◆ Work task: According to the passage on Propositions 208 and 212, how much may each member of a Prop 212 "Citizen Contribution Committee" donate per year?

◆ Passage:

________________________________________

Small contributor groups. Both 208 and 212 seek to increase the influence of lower and middle class voters by allowing them to pool their resources in committees, with relaxed contribution limits. Prop 208's "Small Contributor Committees" are composed of one hundred or more individuals, each of whom may donate no more than $50 per year. These committees may contribute between $200 and $1,000 to a candidate, depending on the size of the race. Prop 212's "Citizen Contribution Committees" are composed of twenty-five or more individuals, each of whom may donate no more than $25 per year. These committees may contribute between $10,000 and $20,000 to a candidate, depending on the size of the race. Why the huge discrepancy between 208 and 212 here? Prop 208's committees are intended as small groups of individuals, whereas 212's committees are intended to be conduits for union money. If you're a union supporter you should be cheering for this special dispensation, but if you're a fan of fairness, you might not be so sure about 212's approach.

Gifts and honoraria. Under the Ethics in Government Act (1990), candidates and office-holders may not accept speaking fees, and are limited to $250 per year in gifts from any one source. Prop 208 doesn't touch this act, but Prop 212 repeals it. Why? Because CalPIRG feels EGA is full of loopholes, and wants something stronger. Here's U.S.PIRG CEO Doug Phelps: "What Proposition 212 repeals are sections of California code which are not the strict limits that the California Constitution requires. These sections need to be replaced with tough laws by the Legislature or by local communities, replacing the weak restrictions being repealed with strict, tough bans."

________________________________________

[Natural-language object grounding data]

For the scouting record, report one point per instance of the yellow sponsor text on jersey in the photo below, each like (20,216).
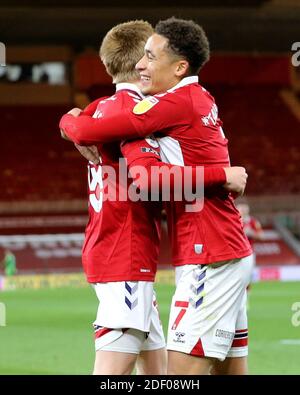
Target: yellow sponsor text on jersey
(145,105)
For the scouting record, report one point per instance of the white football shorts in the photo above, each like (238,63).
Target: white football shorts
(208,316)
(127,318)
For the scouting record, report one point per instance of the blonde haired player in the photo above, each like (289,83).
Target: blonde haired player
(120,251)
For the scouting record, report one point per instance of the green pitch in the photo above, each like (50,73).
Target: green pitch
(49,331)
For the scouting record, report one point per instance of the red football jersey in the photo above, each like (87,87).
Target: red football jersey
(122,237)
(252,228)
(187,117)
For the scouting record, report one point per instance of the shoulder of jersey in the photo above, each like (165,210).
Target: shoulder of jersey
(145,105)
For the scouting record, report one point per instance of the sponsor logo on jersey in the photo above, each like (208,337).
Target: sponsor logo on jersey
(224,337)
(198,248)
(145,105)
(149,150)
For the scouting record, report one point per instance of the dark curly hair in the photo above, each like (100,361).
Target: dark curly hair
(185,39)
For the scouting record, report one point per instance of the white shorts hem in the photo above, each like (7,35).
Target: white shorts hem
(208,354)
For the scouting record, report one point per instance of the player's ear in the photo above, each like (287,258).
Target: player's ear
(181,67)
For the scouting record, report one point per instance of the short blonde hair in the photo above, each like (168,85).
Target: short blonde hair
(123,47)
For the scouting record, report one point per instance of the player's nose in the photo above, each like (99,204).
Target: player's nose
(141,64)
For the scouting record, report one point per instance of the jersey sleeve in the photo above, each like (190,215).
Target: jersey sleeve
(153,114)
(143,156)
(92,107)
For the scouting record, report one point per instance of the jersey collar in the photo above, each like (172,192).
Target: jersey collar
(126,86)
(185,81)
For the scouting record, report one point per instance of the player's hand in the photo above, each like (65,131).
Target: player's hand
(75,112)
(236,179)
(63,135)
(90,153)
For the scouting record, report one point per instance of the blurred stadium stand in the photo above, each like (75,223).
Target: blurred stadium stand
(257,90)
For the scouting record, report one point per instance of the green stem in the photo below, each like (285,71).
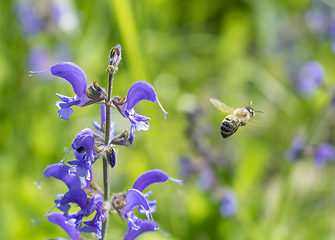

________________________________________

◆ The completed task: No more than $25 per year.